**AIM OF THE EXERCISE:**
Your task is to print every entry below exactly as given.
** BEGIN SOURCE DATA **
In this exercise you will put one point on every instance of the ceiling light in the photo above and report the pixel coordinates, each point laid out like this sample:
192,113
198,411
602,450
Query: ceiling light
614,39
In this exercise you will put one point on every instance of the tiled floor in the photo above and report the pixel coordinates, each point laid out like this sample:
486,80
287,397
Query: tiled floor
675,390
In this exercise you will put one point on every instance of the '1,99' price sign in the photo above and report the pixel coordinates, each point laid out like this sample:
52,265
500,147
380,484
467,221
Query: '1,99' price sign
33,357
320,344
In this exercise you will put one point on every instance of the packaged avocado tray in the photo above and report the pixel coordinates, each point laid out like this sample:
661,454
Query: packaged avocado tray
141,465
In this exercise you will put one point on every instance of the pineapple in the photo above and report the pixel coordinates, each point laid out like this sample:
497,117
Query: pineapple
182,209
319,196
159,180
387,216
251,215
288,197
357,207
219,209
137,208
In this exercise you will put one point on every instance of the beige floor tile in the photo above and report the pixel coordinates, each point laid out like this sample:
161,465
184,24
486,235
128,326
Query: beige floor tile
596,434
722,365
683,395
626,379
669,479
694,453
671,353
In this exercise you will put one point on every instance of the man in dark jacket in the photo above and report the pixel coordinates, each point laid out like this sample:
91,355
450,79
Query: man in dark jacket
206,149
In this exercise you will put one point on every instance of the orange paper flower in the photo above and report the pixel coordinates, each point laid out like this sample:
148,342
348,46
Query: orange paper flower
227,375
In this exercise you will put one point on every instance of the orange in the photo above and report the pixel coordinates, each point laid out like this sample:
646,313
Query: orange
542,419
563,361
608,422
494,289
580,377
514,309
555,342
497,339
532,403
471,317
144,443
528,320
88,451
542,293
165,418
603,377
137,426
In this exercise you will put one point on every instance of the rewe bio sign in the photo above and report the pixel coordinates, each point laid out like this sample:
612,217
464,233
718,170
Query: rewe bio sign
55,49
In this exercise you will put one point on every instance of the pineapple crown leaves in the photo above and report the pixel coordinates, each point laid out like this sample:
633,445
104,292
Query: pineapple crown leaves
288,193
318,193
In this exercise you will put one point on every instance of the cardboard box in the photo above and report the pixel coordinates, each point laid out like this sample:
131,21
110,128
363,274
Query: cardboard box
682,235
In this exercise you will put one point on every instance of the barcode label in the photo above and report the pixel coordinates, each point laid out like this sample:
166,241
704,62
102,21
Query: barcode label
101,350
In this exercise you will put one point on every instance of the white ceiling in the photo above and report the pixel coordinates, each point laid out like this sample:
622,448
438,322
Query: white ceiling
** END SOURCE DATA **
**WRITTEN SOLUTION:**
In this exercise you will put one point on every instance of the ceiling light in the photo above and report the pixel coordinates, each point laid out like this sample:
192,113
198,411
602,450
Query: ceiling light
614,39
In this exercise you will put one point on every instance of the tiled floor in the photo above and report the pixel coordinates, each point laid out like this sample:
486,80
287,397
Query: tiled floor
675,390
In this exercise you will put one point on every instance of the '1,99' price sign in the photo above and report the pixel coordinates, each point laid out like this sample:
52,265
500,147
380,484
467,221
Query: '1,99' price sign
33,357
320,344
In this exercise you will put one point on every instance of the packaged avocado tray in the photo above and report the pixel coordinates, each point laid out like this sample:
661,454
Query: packaged avocado tray
141,465
In this exercise you will put one point on every instance of the pineapple in the photo above and report the pixel coordinates, each point laid out like this sample:
497,117
Query: pineapple
182,209
319,196
159,180
387,216
251,215
288,197
357,207
219,209
137,208
In this exercise you will put one point on every instance of the beige floor tile in the photo above and report the pixel coordinates, each point laid out like this sample:
161,465
184,24
486,235
128,326
Query: beige floor tile
596,434
722,365
683,395
626,379
669,479
694,453
671,353
In this exercise you will put one point on every instance of the man in dark jacket in the photo above and report the pixel coordinates, each point laid out like this sample:
91,355
450,79
Query: man in dark jacket
206,149
In this exercise you will put one point on every instance of the orange paper flower in the photo above and report the pixel coordinates, each point laid out like this sample:
148,342
348,46
Query: orange paper flower
227,375
In this exercise you will put one point on every instance of the orange in the photo above and report the pixel coordinates, each point laid out like this sample:
646,313
Query: orange
542,419
563,361
608,422
494,289
580,377
514,309
555,342
497,339
532,403
471,317
144,443
528,320
88,451
542,293
165,418
603,377
137,426
In this exercise you will put one point on every instance of the rewe bio sign in the photo above and report the pixel coordinates, each point laid out like this sample:
612,217
464,233
718,170
Query: rewe bio sign
55,49
In this exercise you will put one point on every instance of the pineapple crown leaves in the photo above and report the pixel coordinates, each point laid out like this sample:
633,445
104,292
Query: pineapple crown leaves
288,193
318,193
In this exercise you will put one point on every instance of the cardboard box in the photo above and report the pixel coordinates, each point laid out like this sample:
131,21
110,128
363,274
Query: cardboard box
682,235
In this exercise you will put one point on every instance of the barcode label in the photo above and report the pixel coordinates, each point laid out like this sample:
166,241
704,62
102,21
Query: barcode label
101,350
In this exercise you will put one point on every instance of the white ceiling in the photo above and report the pixel coordinates, each point laid out like this sample:
622,448
438,322
Query: white ceiling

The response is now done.